[Opening Excerpted text section]

# Whats the most you have made in a year?



## Emergencyjunkie (Oct 9, 2011)

Just curious as to what's the most you have made in a year as a EMT-B, EMT-I, or EMT-P. I know that cost of living in areas can effect your wage. Just curious as to what you guys make. Also, how much overtime you work?


----------



## ArcticKat (Oct 9, 2011)

EMT-P

$63,205

About 150 hours a year Overtime.


----------



## Anjel (Oct 9, 2011)

ArcticKat said:


> EMT-P
> 
> $63,205
> 
> About 150 hours a year Overtime.



I am moving. I make around 24k as an EMT-B. 

And that is aiming for 624 hours of OT a year.


----------



## ah2388 (Oct 9, 2011)

~50,000


----------



## ArcticKat (Oct 9, 2011)

Anjel1030 said:


> I am moving. I make around 24k as an EMT-B.
> 
> And that is aiming for 624 hours of OT a year.



Our basics make 48k and that's before overtime, you could probably add about 10 - 15% for overtime.

Anyone looking for work?  I have openings.


----------



## Anjel (Oct 9, 2011)

How do I go about immigrating to canada lol


----------



## WolfmanHarris (Oct 9, 2011)

PCP ~ $71000 /yr. Counting minimal end of shift OT and maybe 120 hrs in extra shifts.


----------



## MSDeltaFlt (Oct 9, 2011)

Actual monetary amounts aren't nearly as important as how you manage what you have.  In 6 months, maybe less, I'll be bill free; with only working enough OT to maintain employment at part-time job and to shut the betters up.  I love my days off.


----------



## frdude1000 (Oct 9, 2011)

$00.00.  Haha


----------



## BandageBrigade (Oct 9, 2011)

For my friends up north, is that in us currency?

45k as a base, is our starting point without ot. But that s with paying zilch for myself and my family for insurance, and a sweet state retirement plan. Plus 60 CEUs payed for(even if its at a conference) per year. Last year with ot I think I ended at 53.


----------



## ArcticKat (Oct 9, 2011)

That's local currency, but at the current exchange rates it's pretty much the same.

We've also got a Health, Dental, Vision, Short term illness, Long term illness, Critical Illness, and Retirement plan equaling about 8% of the wage.


----------



## atropine (Oct 9, 2011)

Last year I made 116K, with a couple of shifts of OT per month, and people still bad mouth Cali.


----------



## usalsfyre (Oct 9, 2011)

[Closing Excerpted text section]
[Opening Study material section]

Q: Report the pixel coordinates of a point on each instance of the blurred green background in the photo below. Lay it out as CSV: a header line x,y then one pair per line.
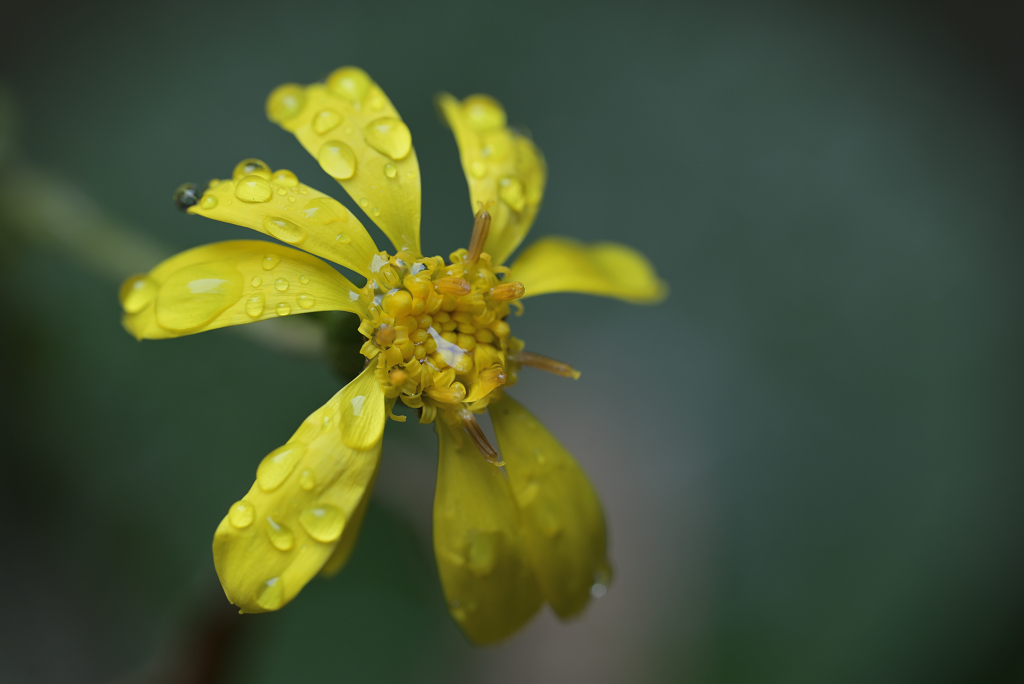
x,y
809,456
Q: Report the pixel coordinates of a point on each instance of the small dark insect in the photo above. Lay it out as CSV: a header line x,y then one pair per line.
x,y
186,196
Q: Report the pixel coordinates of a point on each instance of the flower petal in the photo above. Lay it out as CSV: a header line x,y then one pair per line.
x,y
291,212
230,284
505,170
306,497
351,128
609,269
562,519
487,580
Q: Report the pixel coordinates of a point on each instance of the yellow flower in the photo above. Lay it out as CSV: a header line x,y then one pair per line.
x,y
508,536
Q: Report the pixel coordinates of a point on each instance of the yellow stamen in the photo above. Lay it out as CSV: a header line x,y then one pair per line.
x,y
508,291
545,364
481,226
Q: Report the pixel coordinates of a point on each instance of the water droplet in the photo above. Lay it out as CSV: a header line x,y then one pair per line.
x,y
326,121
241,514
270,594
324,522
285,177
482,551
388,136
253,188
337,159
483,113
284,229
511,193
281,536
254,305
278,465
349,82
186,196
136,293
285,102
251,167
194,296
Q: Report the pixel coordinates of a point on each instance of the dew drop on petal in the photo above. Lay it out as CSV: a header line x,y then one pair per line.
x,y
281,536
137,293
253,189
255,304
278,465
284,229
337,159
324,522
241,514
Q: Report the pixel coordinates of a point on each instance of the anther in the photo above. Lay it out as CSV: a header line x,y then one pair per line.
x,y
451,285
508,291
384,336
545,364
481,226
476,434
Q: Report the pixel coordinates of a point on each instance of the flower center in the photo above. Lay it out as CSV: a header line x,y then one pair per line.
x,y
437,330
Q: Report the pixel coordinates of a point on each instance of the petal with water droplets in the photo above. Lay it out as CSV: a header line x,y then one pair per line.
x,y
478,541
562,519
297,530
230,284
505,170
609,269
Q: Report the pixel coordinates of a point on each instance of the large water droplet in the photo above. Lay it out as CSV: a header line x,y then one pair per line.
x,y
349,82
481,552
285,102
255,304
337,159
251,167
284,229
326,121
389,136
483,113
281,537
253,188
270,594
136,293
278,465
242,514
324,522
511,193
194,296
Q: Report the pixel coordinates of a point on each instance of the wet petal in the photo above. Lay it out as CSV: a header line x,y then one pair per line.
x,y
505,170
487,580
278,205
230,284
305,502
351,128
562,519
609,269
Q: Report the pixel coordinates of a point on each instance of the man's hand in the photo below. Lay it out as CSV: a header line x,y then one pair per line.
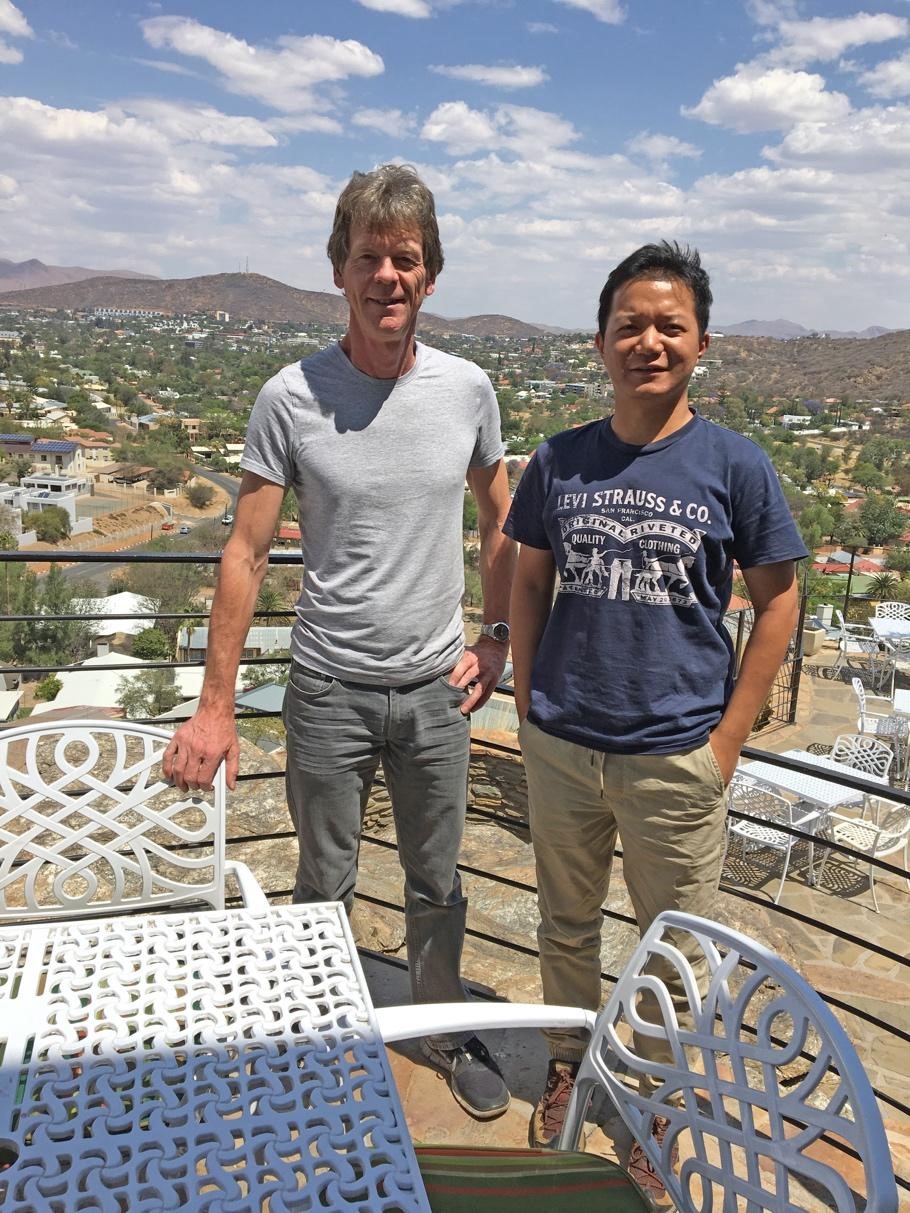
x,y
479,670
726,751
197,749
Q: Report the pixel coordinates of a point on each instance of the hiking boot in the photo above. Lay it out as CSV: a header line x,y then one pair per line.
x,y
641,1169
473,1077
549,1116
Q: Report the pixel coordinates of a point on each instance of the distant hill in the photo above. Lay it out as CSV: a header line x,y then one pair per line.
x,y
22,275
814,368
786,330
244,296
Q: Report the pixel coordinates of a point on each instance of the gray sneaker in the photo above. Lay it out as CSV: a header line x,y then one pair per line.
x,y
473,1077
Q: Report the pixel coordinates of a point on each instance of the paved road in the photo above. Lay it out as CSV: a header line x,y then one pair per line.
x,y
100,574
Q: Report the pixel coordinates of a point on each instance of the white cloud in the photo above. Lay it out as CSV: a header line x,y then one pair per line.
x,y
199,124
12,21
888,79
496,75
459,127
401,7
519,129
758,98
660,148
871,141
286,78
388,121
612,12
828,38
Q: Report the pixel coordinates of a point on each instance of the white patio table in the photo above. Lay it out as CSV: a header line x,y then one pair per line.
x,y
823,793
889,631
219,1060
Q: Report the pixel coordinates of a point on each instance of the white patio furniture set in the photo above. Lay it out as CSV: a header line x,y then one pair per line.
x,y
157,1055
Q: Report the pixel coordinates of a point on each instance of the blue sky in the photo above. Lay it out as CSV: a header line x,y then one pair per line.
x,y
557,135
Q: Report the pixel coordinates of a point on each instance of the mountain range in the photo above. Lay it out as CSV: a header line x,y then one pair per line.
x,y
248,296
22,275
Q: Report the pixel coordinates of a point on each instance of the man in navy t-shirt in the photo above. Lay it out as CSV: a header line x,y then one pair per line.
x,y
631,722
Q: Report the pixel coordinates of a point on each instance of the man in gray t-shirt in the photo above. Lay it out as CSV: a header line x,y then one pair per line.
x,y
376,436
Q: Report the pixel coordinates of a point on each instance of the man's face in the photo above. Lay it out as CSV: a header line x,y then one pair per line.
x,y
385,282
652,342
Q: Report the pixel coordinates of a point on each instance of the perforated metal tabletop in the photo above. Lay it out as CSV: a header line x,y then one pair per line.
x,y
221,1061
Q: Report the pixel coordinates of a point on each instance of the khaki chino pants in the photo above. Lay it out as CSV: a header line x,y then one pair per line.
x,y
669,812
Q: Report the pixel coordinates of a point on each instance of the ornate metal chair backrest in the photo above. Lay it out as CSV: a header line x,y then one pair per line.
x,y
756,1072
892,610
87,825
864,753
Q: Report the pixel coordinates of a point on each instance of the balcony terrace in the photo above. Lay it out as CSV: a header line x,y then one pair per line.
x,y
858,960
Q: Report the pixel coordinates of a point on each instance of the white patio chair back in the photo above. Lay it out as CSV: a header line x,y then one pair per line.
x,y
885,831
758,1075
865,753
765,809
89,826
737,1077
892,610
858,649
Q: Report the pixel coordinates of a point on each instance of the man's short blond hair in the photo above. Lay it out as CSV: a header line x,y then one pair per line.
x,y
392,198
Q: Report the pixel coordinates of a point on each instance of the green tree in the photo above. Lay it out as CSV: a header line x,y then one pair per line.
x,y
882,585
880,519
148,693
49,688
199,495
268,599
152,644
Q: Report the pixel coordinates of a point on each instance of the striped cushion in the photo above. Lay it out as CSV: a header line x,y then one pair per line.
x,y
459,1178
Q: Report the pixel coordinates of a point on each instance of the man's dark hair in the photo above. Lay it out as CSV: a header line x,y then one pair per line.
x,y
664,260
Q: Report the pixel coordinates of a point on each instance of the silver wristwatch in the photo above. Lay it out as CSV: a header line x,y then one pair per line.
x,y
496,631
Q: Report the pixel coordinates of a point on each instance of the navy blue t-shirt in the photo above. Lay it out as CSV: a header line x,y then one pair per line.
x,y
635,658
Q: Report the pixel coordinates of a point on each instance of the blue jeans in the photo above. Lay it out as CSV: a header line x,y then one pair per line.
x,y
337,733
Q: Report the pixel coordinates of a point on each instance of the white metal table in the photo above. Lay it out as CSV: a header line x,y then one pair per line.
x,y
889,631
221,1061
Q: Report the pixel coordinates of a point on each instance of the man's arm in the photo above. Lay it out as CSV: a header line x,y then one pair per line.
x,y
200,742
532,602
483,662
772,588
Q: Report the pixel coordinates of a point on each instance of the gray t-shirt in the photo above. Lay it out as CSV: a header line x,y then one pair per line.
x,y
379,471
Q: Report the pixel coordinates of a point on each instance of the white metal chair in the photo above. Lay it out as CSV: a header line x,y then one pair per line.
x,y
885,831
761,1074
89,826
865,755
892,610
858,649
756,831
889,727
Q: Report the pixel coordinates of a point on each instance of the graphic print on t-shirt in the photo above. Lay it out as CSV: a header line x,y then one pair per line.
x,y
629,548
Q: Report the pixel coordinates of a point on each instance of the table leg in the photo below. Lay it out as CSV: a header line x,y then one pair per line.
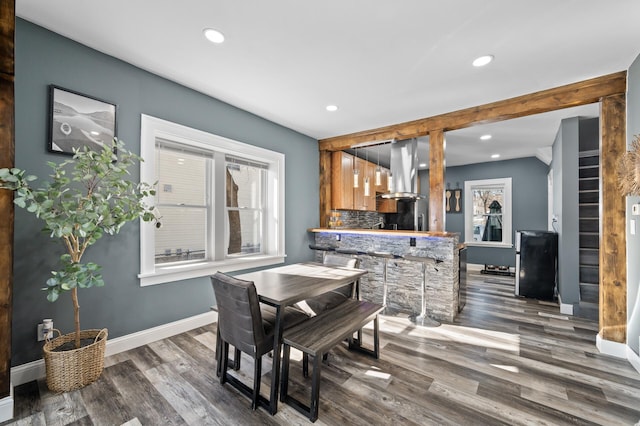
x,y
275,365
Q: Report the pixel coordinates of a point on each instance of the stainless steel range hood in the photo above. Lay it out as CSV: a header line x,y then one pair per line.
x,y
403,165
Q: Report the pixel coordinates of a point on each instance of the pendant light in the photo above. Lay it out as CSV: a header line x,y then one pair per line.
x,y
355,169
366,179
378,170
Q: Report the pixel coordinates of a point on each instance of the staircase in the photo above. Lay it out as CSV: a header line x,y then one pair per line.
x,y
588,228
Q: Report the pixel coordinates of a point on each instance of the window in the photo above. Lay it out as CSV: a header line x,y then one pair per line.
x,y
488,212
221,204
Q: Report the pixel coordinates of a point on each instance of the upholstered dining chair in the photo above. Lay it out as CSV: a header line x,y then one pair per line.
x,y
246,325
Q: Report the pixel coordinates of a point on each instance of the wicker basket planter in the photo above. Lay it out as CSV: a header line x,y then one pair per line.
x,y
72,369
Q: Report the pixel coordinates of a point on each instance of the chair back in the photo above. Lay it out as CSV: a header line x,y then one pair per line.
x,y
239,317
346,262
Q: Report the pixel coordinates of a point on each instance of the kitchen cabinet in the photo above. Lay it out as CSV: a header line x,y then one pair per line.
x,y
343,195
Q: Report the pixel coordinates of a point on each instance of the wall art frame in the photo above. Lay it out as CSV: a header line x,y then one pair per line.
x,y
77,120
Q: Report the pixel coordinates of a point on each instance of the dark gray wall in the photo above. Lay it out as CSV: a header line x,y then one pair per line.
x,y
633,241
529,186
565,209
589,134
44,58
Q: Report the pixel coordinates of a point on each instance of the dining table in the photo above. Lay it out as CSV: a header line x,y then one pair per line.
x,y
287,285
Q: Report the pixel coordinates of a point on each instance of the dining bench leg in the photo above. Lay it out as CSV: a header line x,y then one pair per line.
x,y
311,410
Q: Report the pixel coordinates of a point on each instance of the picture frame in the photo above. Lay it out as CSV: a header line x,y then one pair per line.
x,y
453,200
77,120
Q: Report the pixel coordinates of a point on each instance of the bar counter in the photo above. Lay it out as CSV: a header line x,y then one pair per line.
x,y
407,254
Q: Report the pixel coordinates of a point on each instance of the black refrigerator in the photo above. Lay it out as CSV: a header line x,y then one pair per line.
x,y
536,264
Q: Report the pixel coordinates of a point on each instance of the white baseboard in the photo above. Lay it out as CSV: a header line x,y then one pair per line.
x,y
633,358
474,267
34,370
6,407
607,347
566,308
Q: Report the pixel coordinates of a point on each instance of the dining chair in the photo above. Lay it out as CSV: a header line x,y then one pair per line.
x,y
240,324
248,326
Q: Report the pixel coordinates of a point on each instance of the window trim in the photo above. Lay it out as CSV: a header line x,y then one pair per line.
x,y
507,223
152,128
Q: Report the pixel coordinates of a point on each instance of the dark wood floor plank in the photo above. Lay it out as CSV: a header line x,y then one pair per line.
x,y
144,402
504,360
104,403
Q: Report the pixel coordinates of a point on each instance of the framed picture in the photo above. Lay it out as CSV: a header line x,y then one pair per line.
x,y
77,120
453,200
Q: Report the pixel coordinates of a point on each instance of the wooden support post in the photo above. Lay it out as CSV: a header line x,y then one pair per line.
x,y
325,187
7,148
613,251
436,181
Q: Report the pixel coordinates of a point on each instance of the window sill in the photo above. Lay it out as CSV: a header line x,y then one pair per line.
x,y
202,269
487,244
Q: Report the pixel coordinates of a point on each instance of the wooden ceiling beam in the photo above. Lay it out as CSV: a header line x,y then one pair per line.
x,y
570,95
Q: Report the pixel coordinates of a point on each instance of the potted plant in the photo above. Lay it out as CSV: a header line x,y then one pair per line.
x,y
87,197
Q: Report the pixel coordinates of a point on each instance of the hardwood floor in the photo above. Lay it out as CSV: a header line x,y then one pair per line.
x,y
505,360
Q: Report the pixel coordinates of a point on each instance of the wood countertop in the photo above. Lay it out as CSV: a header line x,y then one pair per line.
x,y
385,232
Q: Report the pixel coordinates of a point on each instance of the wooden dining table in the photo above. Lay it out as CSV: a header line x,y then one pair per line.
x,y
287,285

[Closing Study material section]

#### Problem set:
• A. Translate this sentence from the thread on EMT pay into Spanish: "That's local currency, but at the current exchange rates it's pretty much the same."
• B. In the thread on EMT pay, copy the stretch from "For my friends" through "much the same.".

#### Results for each task:
• A. Es moneda local, pero con los tipos de cambio actuales es prácticamente lo mismo.

• B.
For my friends up north, is that in us currency?

45k as a base, is our starting point without ot. But that s with paying zilch for myself and my family for insurance, and a sweet state retirement plan. Plus 60 CEUs payed for(even if its at a conference) per year. Last year with ot I think I ended at 53.


----------



## ArcticKat (Oct 9, 2011)

That's local currency, but at the current exchange rates it's pretty much the same.